▶ [TASK BRIEF]
Each line of the data below should be restated exactly, with images left out.

(Natural-language object grounding data)
•••••
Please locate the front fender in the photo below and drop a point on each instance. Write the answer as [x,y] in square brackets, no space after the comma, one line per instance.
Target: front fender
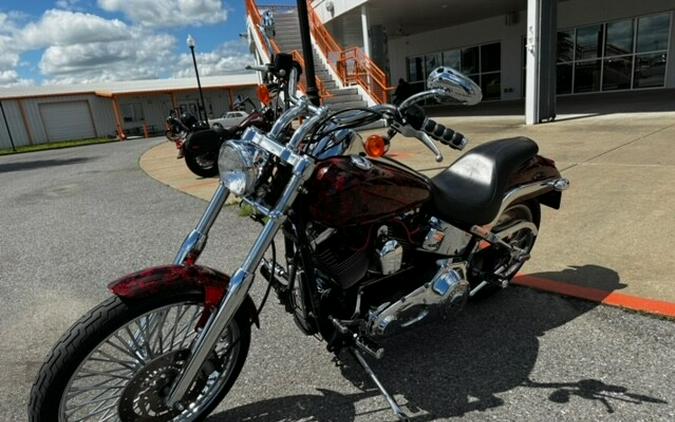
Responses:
[206,141]
[179,278]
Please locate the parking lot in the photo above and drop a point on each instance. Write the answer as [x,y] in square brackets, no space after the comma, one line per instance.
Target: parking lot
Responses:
[75,219]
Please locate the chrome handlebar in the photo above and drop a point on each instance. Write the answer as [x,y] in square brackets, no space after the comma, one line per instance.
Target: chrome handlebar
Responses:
[302,107]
•••••
▶ [ANSWER AREA]
Please locate the front fender in the photo below and drop a point on each instance. Write the answer as [x,y] in square brackets, no space after the comma, one line per instance.
Target: front fender
Responses:
[206,141]
[179,278]
Please locate the parking lot in the photo above and drop a point on each instance. Write the answer as [x,y] in square brackets, no space after the comma, one line per instance.
Target: parking lot
Responses:
[75,219]
Please locate the chrome handlebar in the photo above and drop a point on each instance. Write the answer as [x,y] in square brackets, no space after the comma, one line per instance.
Target: chrome handlebar
Responses:
[302,107]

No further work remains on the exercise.